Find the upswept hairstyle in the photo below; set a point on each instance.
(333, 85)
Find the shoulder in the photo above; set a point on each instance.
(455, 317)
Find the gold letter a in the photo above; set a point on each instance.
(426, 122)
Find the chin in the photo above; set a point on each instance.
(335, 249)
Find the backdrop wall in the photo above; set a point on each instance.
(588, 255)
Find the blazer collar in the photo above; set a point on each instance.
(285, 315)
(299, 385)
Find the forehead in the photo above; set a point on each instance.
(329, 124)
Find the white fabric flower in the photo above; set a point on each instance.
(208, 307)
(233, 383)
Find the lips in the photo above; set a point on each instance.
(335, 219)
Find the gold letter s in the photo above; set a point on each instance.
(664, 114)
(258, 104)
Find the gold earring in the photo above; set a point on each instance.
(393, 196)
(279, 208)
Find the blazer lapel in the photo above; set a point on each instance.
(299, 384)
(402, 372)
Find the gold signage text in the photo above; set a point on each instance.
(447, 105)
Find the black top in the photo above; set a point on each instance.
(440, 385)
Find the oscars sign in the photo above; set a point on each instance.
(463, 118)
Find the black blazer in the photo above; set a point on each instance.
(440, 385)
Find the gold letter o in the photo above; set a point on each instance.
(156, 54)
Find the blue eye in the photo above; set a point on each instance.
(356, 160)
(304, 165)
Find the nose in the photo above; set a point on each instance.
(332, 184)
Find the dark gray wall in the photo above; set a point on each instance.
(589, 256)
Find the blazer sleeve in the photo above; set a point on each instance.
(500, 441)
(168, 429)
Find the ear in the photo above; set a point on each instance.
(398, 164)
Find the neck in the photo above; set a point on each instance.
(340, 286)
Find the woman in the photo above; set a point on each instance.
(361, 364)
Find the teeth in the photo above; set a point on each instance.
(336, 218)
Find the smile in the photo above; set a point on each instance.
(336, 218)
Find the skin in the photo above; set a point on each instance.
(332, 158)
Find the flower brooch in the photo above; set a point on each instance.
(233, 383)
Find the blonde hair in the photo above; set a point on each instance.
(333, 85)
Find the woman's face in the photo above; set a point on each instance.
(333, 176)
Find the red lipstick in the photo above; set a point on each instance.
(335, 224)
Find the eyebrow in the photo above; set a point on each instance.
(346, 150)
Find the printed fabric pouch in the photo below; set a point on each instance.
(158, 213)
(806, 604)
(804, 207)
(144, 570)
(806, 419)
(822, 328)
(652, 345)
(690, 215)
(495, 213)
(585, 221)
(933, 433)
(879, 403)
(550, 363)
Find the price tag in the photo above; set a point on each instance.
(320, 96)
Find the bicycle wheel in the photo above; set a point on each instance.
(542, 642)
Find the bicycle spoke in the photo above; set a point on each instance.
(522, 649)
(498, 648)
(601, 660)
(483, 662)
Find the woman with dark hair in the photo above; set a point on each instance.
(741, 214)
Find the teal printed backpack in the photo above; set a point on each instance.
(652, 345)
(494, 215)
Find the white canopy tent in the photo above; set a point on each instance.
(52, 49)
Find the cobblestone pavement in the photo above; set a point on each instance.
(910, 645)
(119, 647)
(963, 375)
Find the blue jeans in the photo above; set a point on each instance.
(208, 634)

# [WRITTEN EXERCISE]
Would you quote, exactly and only, the lines from the one containing "Find the price" to the end of the entries?

# [ANSWER TO THIS EXERCISE]
Find the price tag in the photo above; set a point on each instance.
(320, 96)
Find the bicycle wheel in the photo above; set a point on each instance.
(542, 642)
Find the bicycle spoke in the photo above; set a point on each instance.
(522, 649)
(498, 648)
(601, 660)
(483, 662)
Find the woman with dark hair in the photo above; set a point on each instance.
(741, 214)
Find the teal printed backpack in the photo above; set a point on each instance.
(652, 345)
(494, 215)
Find the white canopy tent in the photo above; set a point on each instance.
(52, 49)
Find the cobblestone pavement in the photo above; set a point on each instance.
(910, 645)
(119, 647)
(963, 375)
Find the blue jeans in the photo above; set a point on each instance.
(208, 634)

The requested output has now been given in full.